TASK DETAILS
Report every line of the records below that contains the string "navy", treating uppercase and lowercase as different.
--- --- ---
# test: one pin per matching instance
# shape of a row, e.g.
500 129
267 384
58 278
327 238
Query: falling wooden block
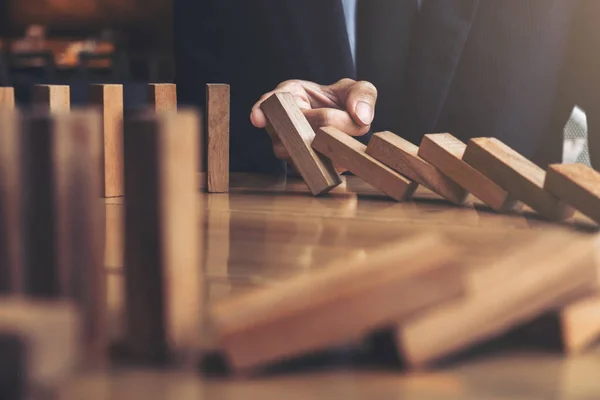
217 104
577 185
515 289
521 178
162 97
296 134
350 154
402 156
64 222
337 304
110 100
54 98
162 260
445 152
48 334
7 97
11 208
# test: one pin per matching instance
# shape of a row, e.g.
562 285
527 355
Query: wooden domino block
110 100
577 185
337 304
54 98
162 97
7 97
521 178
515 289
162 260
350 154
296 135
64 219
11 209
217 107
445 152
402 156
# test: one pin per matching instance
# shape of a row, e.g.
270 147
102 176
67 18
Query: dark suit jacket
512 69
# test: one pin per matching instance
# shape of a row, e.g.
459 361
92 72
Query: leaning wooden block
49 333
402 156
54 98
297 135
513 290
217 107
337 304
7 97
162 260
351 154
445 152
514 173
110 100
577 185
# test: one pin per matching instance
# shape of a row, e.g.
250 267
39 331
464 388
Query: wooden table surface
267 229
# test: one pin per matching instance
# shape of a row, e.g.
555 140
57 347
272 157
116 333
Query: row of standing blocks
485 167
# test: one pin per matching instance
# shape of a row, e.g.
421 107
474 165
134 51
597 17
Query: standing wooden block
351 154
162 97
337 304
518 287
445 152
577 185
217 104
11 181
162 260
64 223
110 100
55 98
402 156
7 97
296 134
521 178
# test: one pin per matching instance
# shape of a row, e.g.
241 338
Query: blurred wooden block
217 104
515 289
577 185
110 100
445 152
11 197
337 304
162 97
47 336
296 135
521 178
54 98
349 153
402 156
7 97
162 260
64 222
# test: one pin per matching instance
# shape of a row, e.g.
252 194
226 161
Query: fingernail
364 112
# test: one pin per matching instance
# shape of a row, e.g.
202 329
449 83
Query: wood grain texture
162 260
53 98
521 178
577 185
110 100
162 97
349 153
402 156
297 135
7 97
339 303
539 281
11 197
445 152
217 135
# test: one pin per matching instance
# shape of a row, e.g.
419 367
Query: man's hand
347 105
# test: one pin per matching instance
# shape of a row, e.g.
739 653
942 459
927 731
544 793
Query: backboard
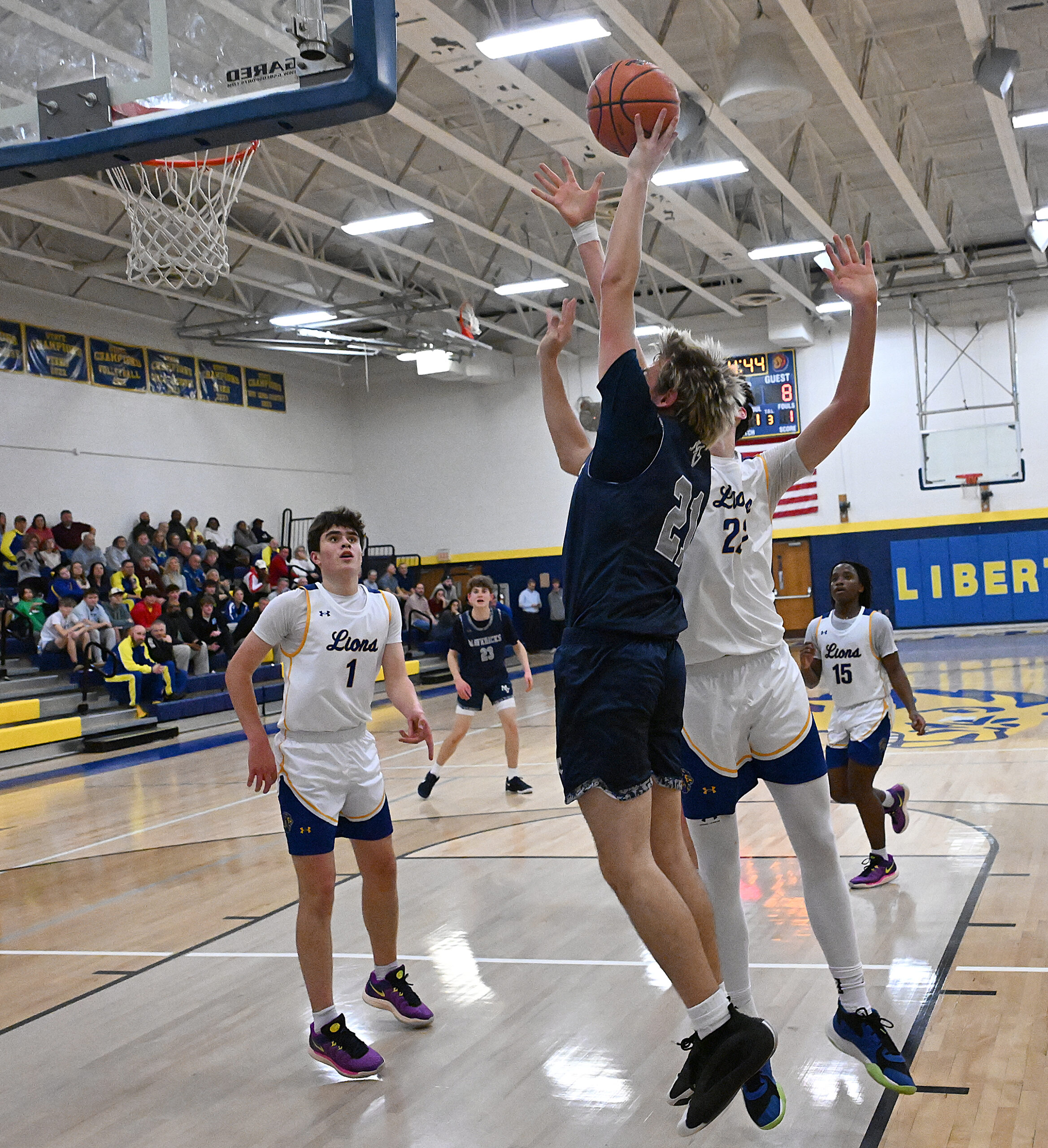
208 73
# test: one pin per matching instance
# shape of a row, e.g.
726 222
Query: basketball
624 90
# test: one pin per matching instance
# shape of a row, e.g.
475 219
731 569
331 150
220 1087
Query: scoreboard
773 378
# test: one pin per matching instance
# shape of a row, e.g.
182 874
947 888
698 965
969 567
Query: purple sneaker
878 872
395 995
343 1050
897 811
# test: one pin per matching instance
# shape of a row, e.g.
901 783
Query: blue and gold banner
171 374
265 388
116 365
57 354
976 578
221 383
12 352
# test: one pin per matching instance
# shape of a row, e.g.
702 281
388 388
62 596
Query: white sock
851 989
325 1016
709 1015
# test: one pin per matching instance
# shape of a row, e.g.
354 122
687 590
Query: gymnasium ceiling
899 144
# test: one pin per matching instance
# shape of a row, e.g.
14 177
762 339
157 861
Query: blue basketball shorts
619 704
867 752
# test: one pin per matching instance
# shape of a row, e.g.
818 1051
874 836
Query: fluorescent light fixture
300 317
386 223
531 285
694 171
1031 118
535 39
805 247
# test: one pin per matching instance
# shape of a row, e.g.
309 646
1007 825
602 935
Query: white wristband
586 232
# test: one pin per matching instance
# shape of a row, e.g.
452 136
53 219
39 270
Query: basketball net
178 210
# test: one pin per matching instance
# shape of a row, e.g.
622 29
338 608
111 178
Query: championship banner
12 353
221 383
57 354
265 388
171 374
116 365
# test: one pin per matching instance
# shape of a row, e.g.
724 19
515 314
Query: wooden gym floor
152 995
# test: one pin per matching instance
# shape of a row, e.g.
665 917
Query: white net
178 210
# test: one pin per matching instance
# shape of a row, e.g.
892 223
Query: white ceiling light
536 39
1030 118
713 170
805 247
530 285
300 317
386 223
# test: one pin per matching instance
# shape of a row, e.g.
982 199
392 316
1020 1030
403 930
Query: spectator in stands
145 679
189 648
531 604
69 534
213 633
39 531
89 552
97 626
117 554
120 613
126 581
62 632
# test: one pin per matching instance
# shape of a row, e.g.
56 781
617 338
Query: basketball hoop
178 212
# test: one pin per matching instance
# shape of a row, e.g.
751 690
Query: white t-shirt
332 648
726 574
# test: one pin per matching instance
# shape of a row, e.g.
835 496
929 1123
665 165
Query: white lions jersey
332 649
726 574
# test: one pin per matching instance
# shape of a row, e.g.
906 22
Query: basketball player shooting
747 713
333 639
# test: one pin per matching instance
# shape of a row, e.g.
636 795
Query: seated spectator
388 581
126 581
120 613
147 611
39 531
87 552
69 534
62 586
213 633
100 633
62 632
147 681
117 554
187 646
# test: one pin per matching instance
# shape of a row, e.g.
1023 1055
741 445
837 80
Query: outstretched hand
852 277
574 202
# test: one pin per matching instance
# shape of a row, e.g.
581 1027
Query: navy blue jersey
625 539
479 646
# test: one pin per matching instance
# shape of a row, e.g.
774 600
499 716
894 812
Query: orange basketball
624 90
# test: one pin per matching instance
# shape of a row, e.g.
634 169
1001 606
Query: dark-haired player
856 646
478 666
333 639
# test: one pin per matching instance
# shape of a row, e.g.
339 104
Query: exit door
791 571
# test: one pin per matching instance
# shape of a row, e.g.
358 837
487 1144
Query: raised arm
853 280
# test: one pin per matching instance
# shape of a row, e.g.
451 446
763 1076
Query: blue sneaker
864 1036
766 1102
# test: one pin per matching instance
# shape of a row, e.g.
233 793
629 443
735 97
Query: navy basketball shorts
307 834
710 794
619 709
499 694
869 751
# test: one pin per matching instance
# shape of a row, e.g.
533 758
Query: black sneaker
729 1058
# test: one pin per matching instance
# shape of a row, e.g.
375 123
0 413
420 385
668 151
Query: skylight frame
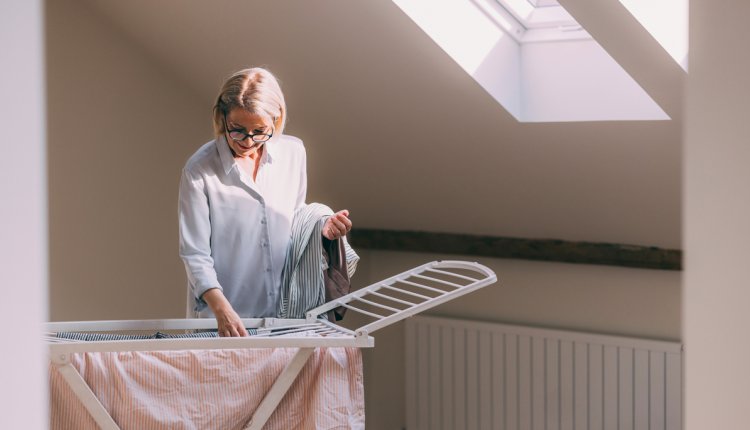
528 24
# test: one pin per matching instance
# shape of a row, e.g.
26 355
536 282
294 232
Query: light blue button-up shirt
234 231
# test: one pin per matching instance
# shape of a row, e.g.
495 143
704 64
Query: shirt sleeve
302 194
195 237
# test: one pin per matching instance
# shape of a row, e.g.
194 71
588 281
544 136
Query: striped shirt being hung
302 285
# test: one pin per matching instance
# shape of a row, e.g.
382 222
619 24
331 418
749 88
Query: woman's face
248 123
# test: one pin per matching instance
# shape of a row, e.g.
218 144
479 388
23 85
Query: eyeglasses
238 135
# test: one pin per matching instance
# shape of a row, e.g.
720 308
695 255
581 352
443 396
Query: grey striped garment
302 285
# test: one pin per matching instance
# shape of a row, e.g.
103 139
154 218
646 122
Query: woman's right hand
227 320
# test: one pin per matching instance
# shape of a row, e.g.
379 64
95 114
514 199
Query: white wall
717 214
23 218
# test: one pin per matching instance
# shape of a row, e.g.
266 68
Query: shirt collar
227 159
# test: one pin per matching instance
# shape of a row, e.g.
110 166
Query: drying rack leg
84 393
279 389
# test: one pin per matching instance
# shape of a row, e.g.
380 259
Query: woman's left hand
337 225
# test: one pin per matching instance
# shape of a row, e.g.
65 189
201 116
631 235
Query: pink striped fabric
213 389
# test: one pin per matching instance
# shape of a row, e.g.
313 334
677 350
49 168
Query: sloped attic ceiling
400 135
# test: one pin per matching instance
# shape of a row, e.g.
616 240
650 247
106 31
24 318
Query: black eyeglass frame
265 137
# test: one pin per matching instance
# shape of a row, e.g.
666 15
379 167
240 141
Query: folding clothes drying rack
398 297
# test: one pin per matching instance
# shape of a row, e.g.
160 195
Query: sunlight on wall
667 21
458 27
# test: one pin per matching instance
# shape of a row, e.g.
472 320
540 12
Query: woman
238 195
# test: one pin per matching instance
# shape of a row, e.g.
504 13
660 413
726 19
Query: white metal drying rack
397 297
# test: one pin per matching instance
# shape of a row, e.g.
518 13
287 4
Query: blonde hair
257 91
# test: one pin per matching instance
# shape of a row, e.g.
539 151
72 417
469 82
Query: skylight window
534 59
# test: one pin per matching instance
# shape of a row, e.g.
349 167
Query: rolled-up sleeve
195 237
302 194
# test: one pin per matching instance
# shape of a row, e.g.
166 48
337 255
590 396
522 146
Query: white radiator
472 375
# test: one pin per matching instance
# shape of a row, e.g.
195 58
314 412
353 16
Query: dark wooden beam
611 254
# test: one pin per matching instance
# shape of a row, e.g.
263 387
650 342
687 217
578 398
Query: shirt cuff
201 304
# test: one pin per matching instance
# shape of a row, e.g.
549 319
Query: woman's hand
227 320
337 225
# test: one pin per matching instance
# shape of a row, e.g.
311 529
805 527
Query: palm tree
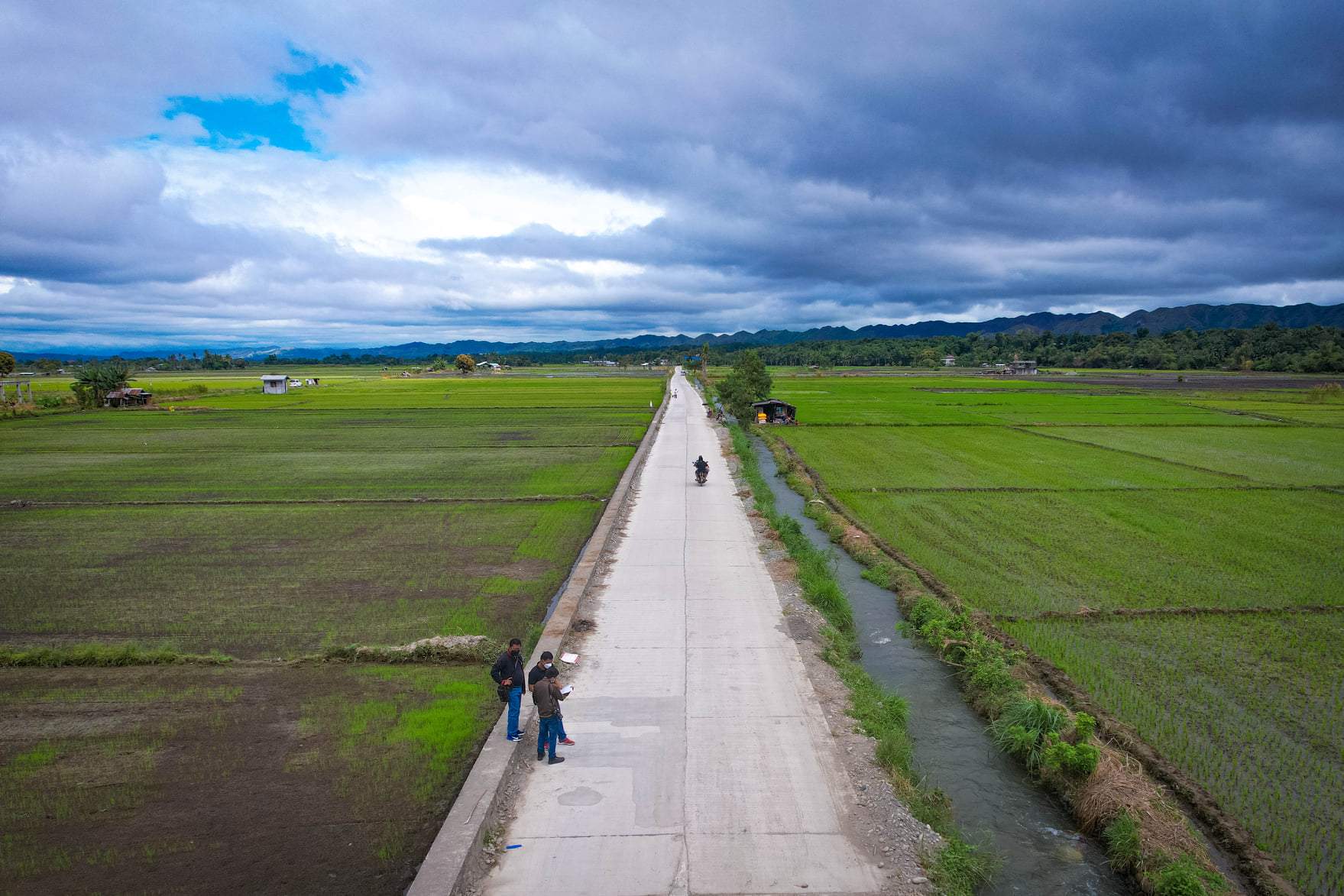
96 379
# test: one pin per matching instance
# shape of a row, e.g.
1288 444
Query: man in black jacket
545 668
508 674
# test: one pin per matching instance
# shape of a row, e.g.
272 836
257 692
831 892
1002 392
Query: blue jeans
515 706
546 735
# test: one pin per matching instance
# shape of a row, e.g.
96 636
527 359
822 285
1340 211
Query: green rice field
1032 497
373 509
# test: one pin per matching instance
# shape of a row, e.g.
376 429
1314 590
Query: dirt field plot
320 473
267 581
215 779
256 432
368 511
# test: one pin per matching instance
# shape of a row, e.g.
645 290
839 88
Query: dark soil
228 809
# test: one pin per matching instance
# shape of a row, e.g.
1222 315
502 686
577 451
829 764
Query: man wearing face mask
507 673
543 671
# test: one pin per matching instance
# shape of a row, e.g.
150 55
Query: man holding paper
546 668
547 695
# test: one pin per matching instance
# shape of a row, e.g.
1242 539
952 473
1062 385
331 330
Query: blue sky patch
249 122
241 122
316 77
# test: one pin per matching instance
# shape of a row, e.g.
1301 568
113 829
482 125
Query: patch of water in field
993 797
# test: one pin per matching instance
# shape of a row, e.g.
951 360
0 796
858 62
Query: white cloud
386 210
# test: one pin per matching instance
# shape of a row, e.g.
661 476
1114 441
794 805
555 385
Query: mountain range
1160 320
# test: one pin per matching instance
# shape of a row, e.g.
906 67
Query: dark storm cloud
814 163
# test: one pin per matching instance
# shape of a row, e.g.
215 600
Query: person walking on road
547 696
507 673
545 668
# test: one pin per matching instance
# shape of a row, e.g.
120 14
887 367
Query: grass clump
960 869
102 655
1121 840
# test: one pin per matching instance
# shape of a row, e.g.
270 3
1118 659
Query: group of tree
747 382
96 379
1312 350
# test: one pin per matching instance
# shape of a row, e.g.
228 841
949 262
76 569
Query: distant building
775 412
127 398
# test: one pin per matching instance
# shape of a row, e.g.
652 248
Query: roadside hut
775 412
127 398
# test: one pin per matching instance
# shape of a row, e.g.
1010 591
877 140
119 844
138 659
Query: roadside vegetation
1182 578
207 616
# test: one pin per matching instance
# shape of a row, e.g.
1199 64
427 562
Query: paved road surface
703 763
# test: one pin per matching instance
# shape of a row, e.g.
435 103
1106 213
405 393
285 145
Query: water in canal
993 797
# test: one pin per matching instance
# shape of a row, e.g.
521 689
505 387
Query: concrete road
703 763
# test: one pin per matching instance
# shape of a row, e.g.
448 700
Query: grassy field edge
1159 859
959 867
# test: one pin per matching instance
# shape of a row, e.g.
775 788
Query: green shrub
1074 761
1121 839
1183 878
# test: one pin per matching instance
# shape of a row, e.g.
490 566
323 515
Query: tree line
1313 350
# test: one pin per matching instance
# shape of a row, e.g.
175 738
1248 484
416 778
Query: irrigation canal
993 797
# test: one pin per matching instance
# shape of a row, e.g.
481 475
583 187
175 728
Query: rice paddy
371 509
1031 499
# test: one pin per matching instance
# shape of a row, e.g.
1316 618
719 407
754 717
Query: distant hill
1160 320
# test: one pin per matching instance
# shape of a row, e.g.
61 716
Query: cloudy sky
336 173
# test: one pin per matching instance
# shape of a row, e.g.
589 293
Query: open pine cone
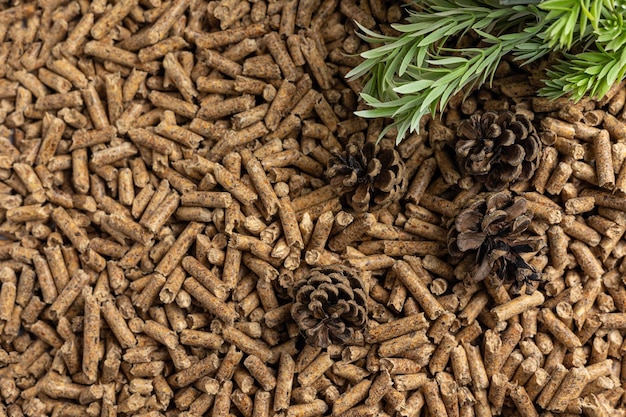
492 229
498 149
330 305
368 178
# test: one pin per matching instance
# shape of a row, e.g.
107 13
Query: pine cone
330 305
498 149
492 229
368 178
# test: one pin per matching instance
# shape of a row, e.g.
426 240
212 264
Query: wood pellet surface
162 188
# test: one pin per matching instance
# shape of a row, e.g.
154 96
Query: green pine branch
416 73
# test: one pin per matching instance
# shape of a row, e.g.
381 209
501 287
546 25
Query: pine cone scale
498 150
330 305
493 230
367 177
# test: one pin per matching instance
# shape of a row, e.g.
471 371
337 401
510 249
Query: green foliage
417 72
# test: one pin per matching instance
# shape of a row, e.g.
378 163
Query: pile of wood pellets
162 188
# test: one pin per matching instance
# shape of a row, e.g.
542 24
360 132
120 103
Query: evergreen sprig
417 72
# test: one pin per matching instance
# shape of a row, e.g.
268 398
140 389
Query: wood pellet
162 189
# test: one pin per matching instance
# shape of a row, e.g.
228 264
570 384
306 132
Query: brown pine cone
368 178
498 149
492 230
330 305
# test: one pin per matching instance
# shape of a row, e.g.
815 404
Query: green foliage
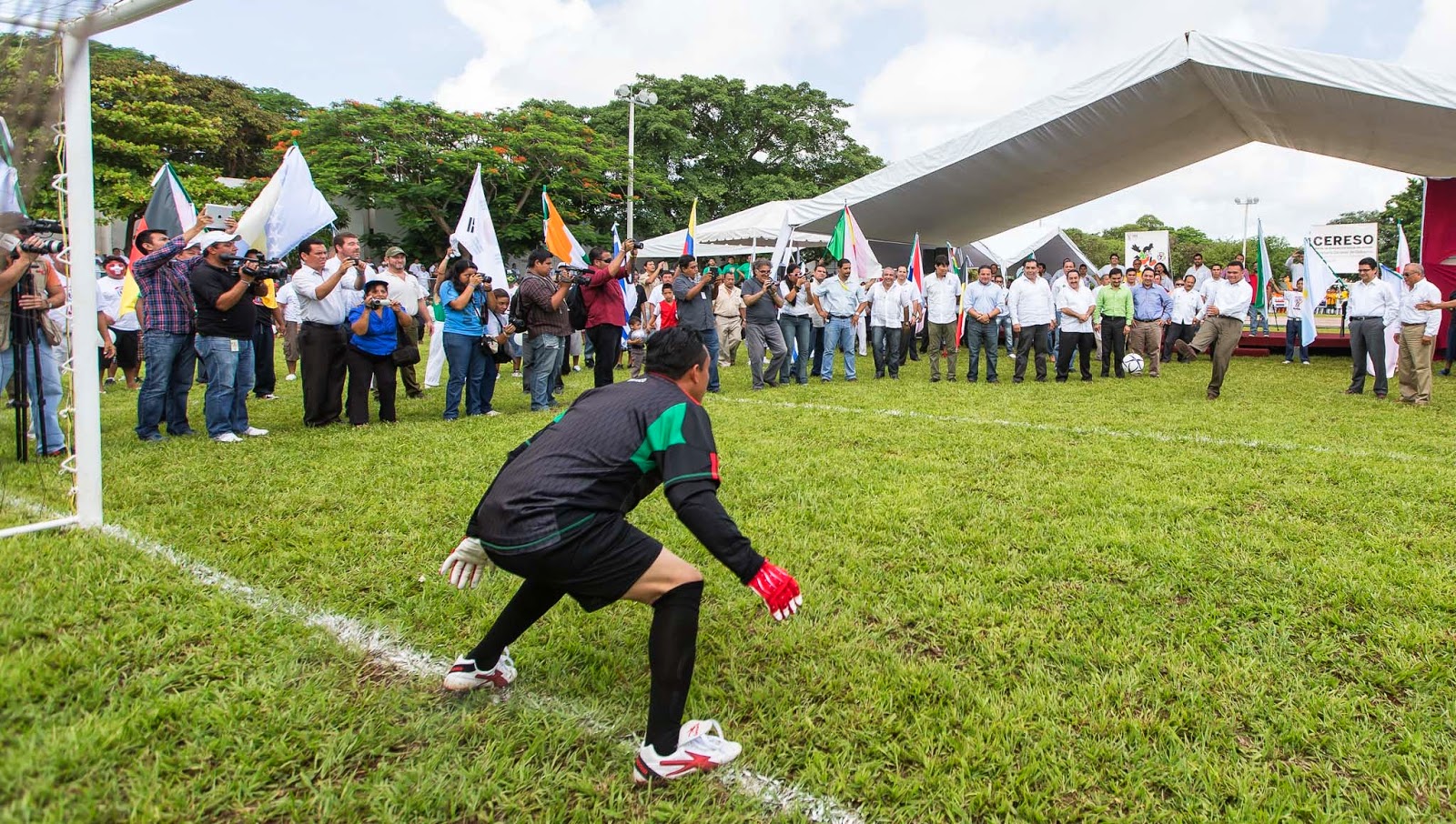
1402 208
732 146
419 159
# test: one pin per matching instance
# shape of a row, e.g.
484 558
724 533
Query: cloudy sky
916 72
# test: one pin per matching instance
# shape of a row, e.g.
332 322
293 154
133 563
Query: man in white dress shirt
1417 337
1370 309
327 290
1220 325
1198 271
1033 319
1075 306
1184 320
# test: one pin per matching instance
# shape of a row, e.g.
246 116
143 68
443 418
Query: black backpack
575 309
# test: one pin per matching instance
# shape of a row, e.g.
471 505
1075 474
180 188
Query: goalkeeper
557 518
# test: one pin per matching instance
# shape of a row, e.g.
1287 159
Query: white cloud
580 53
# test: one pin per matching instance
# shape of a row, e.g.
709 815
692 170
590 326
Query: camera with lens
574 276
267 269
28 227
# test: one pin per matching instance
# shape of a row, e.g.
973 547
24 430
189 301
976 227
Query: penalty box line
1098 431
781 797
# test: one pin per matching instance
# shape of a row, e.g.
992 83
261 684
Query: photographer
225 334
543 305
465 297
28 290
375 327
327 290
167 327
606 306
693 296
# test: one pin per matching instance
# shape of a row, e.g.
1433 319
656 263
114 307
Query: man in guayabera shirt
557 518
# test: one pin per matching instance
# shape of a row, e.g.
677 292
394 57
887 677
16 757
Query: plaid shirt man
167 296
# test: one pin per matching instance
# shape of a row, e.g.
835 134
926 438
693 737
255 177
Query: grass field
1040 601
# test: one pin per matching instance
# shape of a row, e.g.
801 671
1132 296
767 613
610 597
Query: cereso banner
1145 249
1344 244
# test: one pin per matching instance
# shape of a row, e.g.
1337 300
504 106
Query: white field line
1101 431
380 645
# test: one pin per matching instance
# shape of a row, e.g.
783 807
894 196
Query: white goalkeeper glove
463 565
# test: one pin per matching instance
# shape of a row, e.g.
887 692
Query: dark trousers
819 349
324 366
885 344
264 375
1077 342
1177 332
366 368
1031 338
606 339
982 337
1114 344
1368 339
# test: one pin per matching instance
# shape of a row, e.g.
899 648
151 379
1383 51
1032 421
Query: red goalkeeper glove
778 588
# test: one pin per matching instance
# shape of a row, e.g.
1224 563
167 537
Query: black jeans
--- --- ---
FULL SOLUTION
Query: navy blue jersey
Query: navy basketball shorts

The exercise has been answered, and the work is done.